_Work to do_
Transcribe the records below exactly.

## BEGIN Entries

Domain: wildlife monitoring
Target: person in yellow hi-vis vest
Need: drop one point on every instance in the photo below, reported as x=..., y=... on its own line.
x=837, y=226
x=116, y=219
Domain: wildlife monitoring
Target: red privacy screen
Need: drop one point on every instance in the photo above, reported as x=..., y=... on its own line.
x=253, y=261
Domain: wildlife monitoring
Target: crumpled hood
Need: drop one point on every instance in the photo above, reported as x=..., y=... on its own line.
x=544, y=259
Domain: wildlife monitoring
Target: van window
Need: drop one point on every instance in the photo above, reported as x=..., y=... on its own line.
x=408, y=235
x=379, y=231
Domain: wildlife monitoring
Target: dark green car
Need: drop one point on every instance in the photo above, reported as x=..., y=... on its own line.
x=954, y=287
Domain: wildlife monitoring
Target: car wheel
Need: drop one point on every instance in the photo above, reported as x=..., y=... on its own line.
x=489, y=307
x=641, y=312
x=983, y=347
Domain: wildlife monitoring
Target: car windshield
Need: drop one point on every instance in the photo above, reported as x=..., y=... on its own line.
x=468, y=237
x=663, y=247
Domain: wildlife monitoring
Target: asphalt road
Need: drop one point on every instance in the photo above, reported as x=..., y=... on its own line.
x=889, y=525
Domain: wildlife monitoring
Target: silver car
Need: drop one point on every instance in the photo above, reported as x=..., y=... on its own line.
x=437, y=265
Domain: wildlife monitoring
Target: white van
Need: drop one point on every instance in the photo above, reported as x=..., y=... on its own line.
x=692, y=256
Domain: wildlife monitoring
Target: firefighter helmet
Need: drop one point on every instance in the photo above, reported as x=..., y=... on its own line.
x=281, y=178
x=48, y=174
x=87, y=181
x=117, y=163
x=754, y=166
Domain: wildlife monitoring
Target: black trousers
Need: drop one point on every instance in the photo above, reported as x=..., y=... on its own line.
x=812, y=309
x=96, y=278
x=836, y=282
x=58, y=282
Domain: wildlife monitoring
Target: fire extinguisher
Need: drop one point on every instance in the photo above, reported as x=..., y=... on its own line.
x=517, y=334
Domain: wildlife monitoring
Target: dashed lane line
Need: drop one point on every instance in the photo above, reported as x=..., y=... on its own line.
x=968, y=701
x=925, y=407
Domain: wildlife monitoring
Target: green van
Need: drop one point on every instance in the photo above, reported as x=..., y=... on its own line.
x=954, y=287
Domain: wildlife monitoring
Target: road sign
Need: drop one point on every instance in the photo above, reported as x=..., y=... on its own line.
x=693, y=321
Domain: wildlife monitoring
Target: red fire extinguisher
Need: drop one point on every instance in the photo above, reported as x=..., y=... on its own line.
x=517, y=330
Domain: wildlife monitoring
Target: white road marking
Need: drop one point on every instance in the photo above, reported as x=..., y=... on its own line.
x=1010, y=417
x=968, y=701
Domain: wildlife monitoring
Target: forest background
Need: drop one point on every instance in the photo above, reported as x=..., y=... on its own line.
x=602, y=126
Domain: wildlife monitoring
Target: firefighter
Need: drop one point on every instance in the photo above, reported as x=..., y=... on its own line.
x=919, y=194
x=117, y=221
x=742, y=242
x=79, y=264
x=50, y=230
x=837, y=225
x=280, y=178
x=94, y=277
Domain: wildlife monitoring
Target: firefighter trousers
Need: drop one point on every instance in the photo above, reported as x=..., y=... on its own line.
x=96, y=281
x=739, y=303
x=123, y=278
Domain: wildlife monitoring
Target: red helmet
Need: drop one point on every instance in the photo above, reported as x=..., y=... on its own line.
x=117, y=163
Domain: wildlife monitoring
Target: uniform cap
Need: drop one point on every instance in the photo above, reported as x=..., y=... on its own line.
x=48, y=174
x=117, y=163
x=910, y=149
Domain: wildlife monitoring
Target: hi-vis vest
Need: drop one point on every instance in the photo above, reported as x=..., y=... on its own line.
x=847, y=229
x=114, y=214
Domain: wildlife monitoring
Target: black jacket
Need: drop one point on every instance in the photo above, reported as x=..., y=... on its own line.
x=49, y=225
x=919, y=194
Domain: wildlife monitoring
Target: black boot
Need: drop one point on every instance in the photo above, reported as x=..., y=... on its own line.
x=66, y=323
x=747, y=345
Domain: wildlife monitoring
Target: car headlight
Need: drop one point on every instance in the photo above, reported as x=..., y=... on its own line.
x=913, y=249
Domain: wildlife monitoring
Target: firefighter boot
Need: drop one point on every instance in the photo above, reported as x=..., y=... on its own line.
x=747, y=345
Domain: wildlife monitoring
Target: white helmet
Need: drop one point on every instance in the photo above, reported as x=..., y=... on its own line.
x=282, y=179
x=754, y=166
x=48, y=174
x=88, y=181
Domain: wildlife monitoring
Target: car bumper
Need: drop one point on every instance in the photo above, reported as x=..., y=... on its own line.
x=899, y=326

## END Entries

_Result of this exercise_
Domain: wildlife monitoring
Target: person in yellow hi-vis vest
Need: drop one point on every instance in the photo below, reported as x=..., y=... on its own line.
x=837, y=226
x=116, y=219
Domain: wildlife monitoring
Target: red privacy screen
Need: drop one point on every instance in the photo above, reported as x=..., y=... on its own line.
x=253, y=261
Domain: wildlife monitoring
Target: crumpled hood
Need: drop one point on every instance in the photo above, reported as x=..., y=... on its own line.
x=544, y=259
Domain: wildlife monitoring
Target: van window
Need: drop one point on every instance in the photo above, reported as x=..., y=... on its own line.
x=408, y=235
x=379, y=231
Domain: wildlife monitoring
Target: dark green car
Need: drop one point on every instance in the photo above, reported as x=..., y=... on its own line.
x=954, y=287
Domain: wildlife monitoring
Target: car wheel
Need: drop one point on every instance in the photo above, reported as x=..., y=... on its own line.
x=489, y=307
x=641, y=312
x=983, y=347
Domain: wildlife monitoring
Target: car windshield
Need: drop one point on every instance in the photo above, reported as x=..., y=... on its own line.
x=468, y=237
x=663, y=247
Domain: wildlife monitoring
Target: asphalt road
Need: drop one point on every instance in the photo above, reported as x=..., y=... on its own line.
x=889, y=525
Domain: wildlife monitoring
Target: silver car
Need: drop one point on every instance in the photo above, reported as x=..., y=... on its own line.
x=437, y=265
Domain: wildlife monitoring
Target: white van
Need: drop one point on every instance in the photo above, reported as x=..., y=... on its own line.
x=692, y=256
Domain: wildlife monitoring
Target: firefighter helmet
Need: drop one point on every instance in the photo above, reported as x=..., y=... on its own line.
x=281, y=178
x=48, y=174
x=87, y=181
x=117, y=163
x=754, y=166
Domain: wildlife monitoring
Target: black trousers
Need: drop one point on every instance in the photo above, reported as x=..., y=... on its own line.
x=812, y=309
x=96, y=278
x=836, y=282
x=58, y=282
Domain: wildlife monitoring
Target: fire extinguisher
Need: drop one point on every instance in the photo above, reported as x=..., y=... on its own line.
x=517, y=334
Domain: wildlife monitoring
Target: dashed lane line
Need: drop one point on every instance in the photo above, reported as x=..., y=... on its own line.
x=968, y=701
x=925, y=407
Domain: wildlife monitoring
Target: green van
Need: drop one point on every instance in the photo above, reported as x=..., y=... on its own line.
x=954, y=287
Domain: wildlife monitoring
Target: road sign
Need: drop one point on every instance in the photo above, reported as x=..., y=... on its own line.
x=693, y=321
Domain: wildlife monitoring
Target: red fire extinguisher
Need: drop one point on every instance in the photo above, reported as x=..., y=... on its own line.
x=517, y=330
Domain: wildlife monitoring
Target: white road marking
Need: drop one point on every instance in the photo above, reported as x=..., y=... on its own line.
x=1010, y=417
x=968, y=701
Domain: wildlife monitoring
Target: forest background
Need: drop one point on every instance in the photo above, reported as x=..., y=... on its own line.
x=602, y=126
Domain: wildlife monitoring
Target: firefighter
Need: drop one point on every instance in the photo above, reported as x=..., y=... on its own line.
x=919, y=194
x=117, y=221
x=742, y=242
x=79, y=264
x=50, y=230
x=837, y=225
x=280, y=178
x=94, y=277
Domain: wildlife monitoring
Target: firefighter trousers
Need: drop one point on every instance in the photo above, reported as x=..., y=... on its own line.
x=96, y=281
x=739, y=303
x=123, y=278
Domain: wildlife monitoring
Target: red helmet
Need: drop one point on every instance in the photo above, reported as x=..., y=... on its own line.
x=117, y=163
Domain: wildlife monitoring
Target: uniform cap
Need: drop one point on every instance in the photo above, reported as x=..., y=... on its own line.
x=48, y=174
x=117, y=163
x=910, y=149
Domain: wildlife monitoring
Target: hi-vis vest
Need: drop one point on every instance in the photo above, reported as x=..., y=... on its own line.
x=847, y=229
x=114, y=214
Domain: wildlife monitoring
Target: black jacket
Need: drop one point on every instance in the photo above, reported as x=..., y=... on its own line.
x=49, y=225
x=919, y=194
Domain: wildlife monitoring
Target: black boot
Need: drop one point on every instance in the photo above, reported as x=..., y=... on its own line.
x=66, y=323
x=747, y=345
Domain: wildlife monitoring
Target: car headlight
Need: drop one point on every instance in the photo above, reported as x=..., y=... on its own line.
x=913, y=249
Domain: wildlife monitoring
Target: firefighter boot
Need: drop one point on every instance in the photo above, reported as x=..., y=... on its own line.
x=747, y=345
Domain: wildlife monitoring
Target: white helmet
Need: drop one point on every instance in the photo above, reported as x=..., y=... on its own line.
x=282, y=179
x=754, y=166
x=48, y=174
x=88, y=181
Domain: wildlife monitoring
Target: car bumper
Need: drop one point on every instance in the photo above, reported as x=..., y=... on its own line.
x=899, y=326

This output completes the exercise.